Task brief →
Repeat the records below line by line, exactly, finishing on the line that contains "Provide the mask of every instance of the flower".

[Start of Attachment]

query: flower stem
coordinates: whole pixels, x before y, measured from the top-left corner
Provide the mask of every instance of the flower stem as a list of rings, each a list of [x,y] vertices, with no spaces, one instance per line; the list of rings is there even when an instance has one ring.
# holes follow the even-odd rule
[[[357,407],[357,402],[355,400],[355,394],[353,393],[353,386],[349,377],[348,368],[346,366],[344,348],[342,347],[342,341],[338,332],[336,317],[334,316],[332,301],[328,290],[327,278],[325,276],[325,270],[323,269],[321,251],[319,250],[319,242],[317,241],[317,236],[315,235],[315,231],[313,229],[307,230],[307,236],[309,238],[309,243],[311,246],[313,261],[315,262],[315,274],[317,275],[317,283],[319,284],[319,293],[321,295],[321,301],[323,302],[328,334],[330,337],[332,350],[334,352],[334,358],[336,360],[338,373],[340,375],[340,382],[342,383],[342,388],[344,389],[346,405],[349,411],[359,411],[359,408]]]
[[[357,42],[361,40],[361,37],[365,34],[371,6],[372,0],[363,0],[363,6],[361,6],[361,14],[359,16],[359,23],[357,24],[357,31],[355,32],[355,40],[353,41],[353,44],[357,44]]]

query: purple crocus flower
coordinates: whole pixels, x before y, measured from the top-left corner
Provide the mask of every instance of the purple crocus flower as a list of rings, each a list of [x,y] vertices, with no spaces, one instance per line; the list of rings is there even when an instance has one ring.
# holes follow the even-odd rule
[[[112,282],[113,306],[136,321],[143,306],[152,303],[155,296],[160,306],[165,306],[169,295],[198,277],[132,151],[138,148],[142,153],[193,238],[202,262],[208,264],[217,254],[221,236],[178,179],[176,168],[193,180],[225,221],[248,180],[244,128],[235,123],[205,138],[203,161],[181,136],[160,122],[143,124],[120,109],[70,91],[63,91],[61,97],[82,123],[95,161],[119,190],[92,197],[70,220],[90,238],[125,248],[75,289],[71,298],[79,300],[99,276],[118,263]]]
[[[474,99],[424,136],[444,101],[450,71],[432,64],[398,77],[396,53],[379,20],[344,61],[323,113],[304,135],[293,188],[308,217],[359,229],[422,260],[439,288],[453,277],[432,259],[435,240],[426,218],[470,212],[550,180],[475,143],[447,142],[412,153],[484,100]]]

[End of Attachment]

Problem solution →
query: flower stem
coordinates: whole pixels, x before y, measured from the top-left corner
Provide the mask of every instance of the flower stem as a list of rings, each a list of [x,y] vertices, with no spaces, one instance per line; the list of rings is there even when an instance has one ring.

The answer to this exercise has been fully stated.